DOCUMENT TEXT -
↓
[Gmp-commit] /var/hg/gmp: mpn/generic/mul_fft.c: Remove an unused branch and ...
mercurial at gmplib.org
mercurial at gmplib.org
Sun Mar 6 15:40:58 CET 2022
details: /var/hg/gmp/rev/c4f5f7fe466b
changeset: 18320:c4f5f7fe466b
user: Marco Bodrato <bodrato at mail.dm.unipi.it>
date: Sun Mar 06 15:38:39 2022 +0100
description:
mpn/generic/mul_fft.c: Remove an unused branch and slightly improve carry propagation
diffstat:
mpn/generic/mul_fft.c | 58 +++++++++++++++++++++++++++++---------------------
1 files changed, 34 insertions(+), 24 deletions(-)
diffs (160 lines):
diff -r 6ff25532f2a4 -r c4f5f7fe466b mpn/generic/mul_fft.c
--- a/mpn/generic/mul_fft.c Fri Mar 04 10:03:38 2022 +0100
+++ b/mpn/generic/mul_fft.c Sun Mar 06 15:38:39 2022 +0100
@@ -237,14 +237,14 @@
r[n] = 0;
/* cc < 2^sh <= 2^(GMP_NUMB_BITS-1) thus no overflow here */
- cc++;
- mpn_incr_u (r, cc);
+ ++cc;
+ MPN_INCR_U (r, n + 1, cc);
- rd++;
+ ++rd;
/* rd might overflow when sh=GMP_NUMB_BITS-1 */
- cc = (rd == 0) ? 1 : rd;
+ cc = rd + (rd == 0);
r = r + m + (rd == 0);
- mpn_incr_u (r, cc);
+ MPN_INCR_U (r, n + 1 - m - (rd == 0), cc);
}
else
{
@@ -284,7 +284,10 @@
r[n] = -mpn_sub_1 (r + m, r + m, n - m, cc);
r[n] -= mpn_sub_1 (r + m, r + m, n - m, rd);
if (r[n] & GMP_LIMB_HIGHBIT)
↑
INSTRUCTION 1 - Reproduce the commit notice starting at "[Gmp-commit] /var/hg/gmp: mpn/generic/mul_fft.c: Remove" and ending at "insertions(+), 24 deletions(-)", with "unused branch" changed to "dead branch" throughout.

EXERCISE INPUTS -
↓
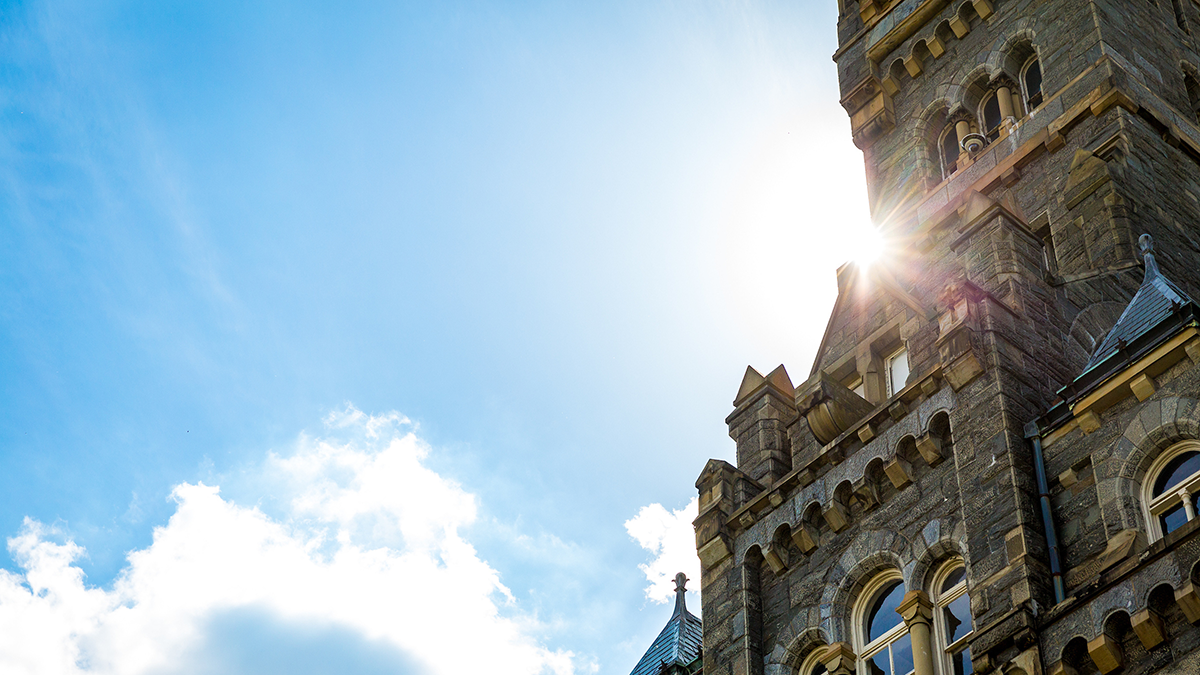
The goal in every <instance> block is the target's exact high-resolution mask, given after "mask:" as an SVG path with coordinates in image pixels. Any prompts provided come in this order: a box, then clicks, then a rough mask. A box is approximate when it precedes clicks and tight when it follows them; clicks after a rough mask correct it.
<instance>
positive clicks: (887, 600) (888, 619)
mask: <svg viewBox="0 0 1200 675" xmlns="http://www.w3.org/2000/svg"><path fill="white" fill-rule="evenodd" d="M904 593H905V590H904V581H902V580H901V579H900V573H899V572H890V573H887V574H881V575H880V577H876V578H875V580H874V581H871V584H870V585H868V586H866V590H865V592H863V595H862V601H860V602H859V603H858V607H857V611H856V613H854V621H856V625H857V631H854V638H856V640H854V641H856V643H857V644H856V645H854V646H856V650H854V651H857V652H858V655H859V658H860V665H859V673H862V674H863V675H908V674H910V673H912V671H913V665H912V639H911V638H910V637H908V627H907V626H905V622H904V619H902V617H901V616H900V614H899V613H898V611H896V608H898V607H900V601H901V599H904Z"/></svg>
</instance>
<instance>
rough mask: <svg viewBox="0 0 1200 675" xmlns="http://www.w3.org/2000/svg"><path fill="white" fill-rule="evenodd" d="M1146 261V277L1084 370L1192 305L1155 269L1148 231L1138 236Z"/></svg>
mask: <svg viewBox="0 0 1200 675" xmlns="http://www.w3.org/2000/svg"><path fill="white" fill-rule="evenodd" d="M1139 244H1141V250H1142V253H1144V256H1145V261H1146V277H1145V280H1142V282H1141V287H1140V288H1138V292H1136V293H1134V297H1133V300H1129V306H1127V307H1126V311H1124V312H1122V313H1121V318H1118V319H1117V322H1116V324H1114V325H1112V329H1111V330H1109V334H1108V335H1105V336H1104V340H1103V341H1102V342H1100V346H1099V347H1097V348H1096V352H1093V353H1092V358H1090V359H1087V365H1086V366H1084V372H1087V371H1090V370H1092V369H1093V368H1096V366H1097V365H1098V364H1100V363H1102V362H1103V360H1104V359H1106V358H1109V357H1111V356H1112V354H1114V353H1116V352H1117V350H1118V348H1120V347H1121V346H1122V345H1128V344H1129V342H1133V341H1134V340H1136V339H1138V337H1140V336H1141V335H1144V334H1146V331H1148V330H1150V329H1151V328H1153V327H1156V325H1158V324H1159V323H1160V322H1163V321H1164V319H1165V318H1168V317H1170V316H1171V315H1172V313H1174V312H1175V311H1176V310H1177V309H1178V307H1180V306H1181V305H1184V304H1188V303H1190V304H1194V303H1193V301H1192V298H1189V297H1188V294H1187V293H1184V292H1183V291H1181V289H1180V287H1178V286H1176V285H1175V283H1171V281H1170V280H1169V279H1166V277H1165V276H1163V274H1162V273H1160V271H1158V263H1156V262H1154V253H1153V250H1154V243H1153V240H1152V239H1151V238H1150V235H1148V234H1142V235H1141V238H1140V239H1139Z"/></svg>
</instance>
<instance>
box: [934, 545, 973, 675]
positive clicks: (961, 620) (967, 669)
mask: <svg viewBox="0 0 1200 675" xmlns="http://www.w3.org/2000/svg"><path fill="white" fill-rule="evenodd" d="M966 572H967V571H966V568H965V567H962V561H961V560H953V561H950V562H948V563H946V566H943V567H942V569H941V572H940V573H938V574H937V575H936V577H935V578H934V579H935V581H934V591H935V593H934V607H935V608H936V609H935V610H934V623H935V626H934V634H935V637H936V638H935V639H936V640H937V645H938V650H937V653H938V655H940V656H941V663H942V673H943V674H944V675H971V674H972V673H973V670H972V668H971V647H970V646H967V643H968V641H970V639H971V632H972V627H971V598H970V597H968V596H967V575H966Z"/></svg>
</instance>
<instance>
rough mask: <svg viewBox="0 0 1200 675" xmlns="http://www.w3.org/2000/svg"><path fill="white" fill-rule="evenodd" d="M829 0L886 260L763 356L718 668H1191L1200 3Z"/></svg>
mask: <svg viewBox="0 0 1200 675" xmlns="http://www.w3.org/2000/svg"><path fill="white" fill-rule="evenodd" d="M840 2H841V6H840V18H839V22H838V35H839V48H838V52H836V53H835V54H834V60H835V61H836V65H838V71H839V77H840V82H841V92H842V98H841V103H842V106H844V107H845V108H846V110H847V113H848V114H850V120H851V129H852V135H853V141H854V143H856V144H857V145H858V148H860V149H862V150H863V154H864V159H865V166H866V180H868V185H869V197H870V201H871V213H872V216H874V217H875V220H876V222H877V223H878V226H880V227H881V228H882V229H883V232H884V233H886V235H887V238H888V239H889V240H890V246H892V249H893V252H894V255H893V256H892V257H890V258H888V259H886V261H883V262H881V263H876V264H875V265H872V267H871V268H869V269H858V268H856V267H854V265H845V267H842V268H841V269H840V270H839V274H838V287H839V297H838V301H836V304H835V306H834V310H833V313H832V316H830V317H829V321H828V324H827V328H826V333H824V337H823V340H822V344H821V347H820V351H818V353H817V357H816V360H815V364H814V365H812V370H811V372H810V374H809V376H808V378H806V381H804V382H803V383H800V384H798V386H793V381H792V380H791V377H790V376H788V374H787V371H786V370H785V369H784V368H782V366H780V368H778V369H776V370H774V371H772V372H770V374H768V375H766V376H763V375H760V374H758V372H756V371H755V370H752V369H748V370H746V374H745V377H744V380H743V382H742V386H740V388H739V390H738V393H737V395H736V399H734V404H733V405H734V408H733V412H732V413H731V414H730V416H728V418H727V420H726V422H727V423H728V428H730V435H731V436H732V437H733V438H734V441H736V442H737V466H732V465H730V464H728V462H725V461H718V460H712V461H709V462H708V465H707V466H706V467H704V470H703V472H702V473H701V476H700V478H698V480H697V483H696V486H697V489H698V490H700V500H701V501H700V515H698V518H697V519H696V521H695V526H696V543H697V549H698V552H700V557H701V561H702V565H703V574H702V593H703V598H704V623H703V671H704V673H706V675H760V674H769V675H784V674H798V675H820V674H822V673H830V674H834V675H848V674H852V673H853V674H857V675H880V674H887V675H906V674H907V673H913V671H914V673H916V674H917V675H965V674H968V673H978V674H989V675H990V674H998V675H1039V674H1055V675H1068V674H1079V675H1085V674H1093V673H1105V674H1106V673H1115V671H1122V673H1129V674H1136V675H1141V674H1144V673H1170V674H1196V673H1200V651H1198V649H1196V647H1198V646H1200V629H1198V628H1196V627H1195V626H1194V623H1200V593H1198V591H1196V589H1198V584H1200V568H1198V565H1196V563H1198V561H1200V519H1196V518H1195V513H1196V508H1198V507H1196V498H1195V496H1196V494H1200V368H1198V364H1200V334H1198V328H1200V321H1198V307H1196V305H1195V304H1194V303H1193V301H1192V298H1200V127H1198V110H1200V5H1198V2H1196V0H840ZM1144 233H1146V234H1148V235H1152V238H1153V239H1152V240H1151V237H1142V238H1140V237H1139V235H1141V234H1144Z"/></svg>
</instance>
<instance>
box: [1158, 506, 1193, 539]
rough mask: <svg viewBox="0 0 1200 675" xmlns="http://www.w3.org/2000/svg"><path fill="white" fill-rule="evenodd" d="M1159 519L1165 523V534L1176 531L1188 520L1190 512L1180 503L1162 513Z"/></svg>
↑
INSTRUCTION 2 - Copy out each line of the entries that contains the word "positive".

WRITTEN SOLUTION 1 -
[Gmp-commit] /var/hg/gmp: mpn/generic/mul_fft.c: Remove an dead branch and ...
mercurial at gmplib.org
mercurial at gmplib.org
Sun Mar 6 15:40:58 CET 2022
details: /var/hg/gmp/rev/c4f5f7fe466b
changeset: 18320:c4f5f7fe466b
user: Marco Bodrato <bodrato at mail.dm.unipi.it>
date: Sun Mar 06 15:38:39 2022 +0100
description:
mpn/generic/mul_fft.c: Remove an dead branch and slightly improve carry propagation
diffstat:
mpn/generic/mul_fft.c | 58 +++++++++++++++++++++++++++++---------------------
1 files changed, 34 insertions(+), 24 deletions(-)

WRITTEN SOLUTION 2 -
positive clicks: (887, 600) (888, 619)
positive clicks: (961, 620) (967, 669)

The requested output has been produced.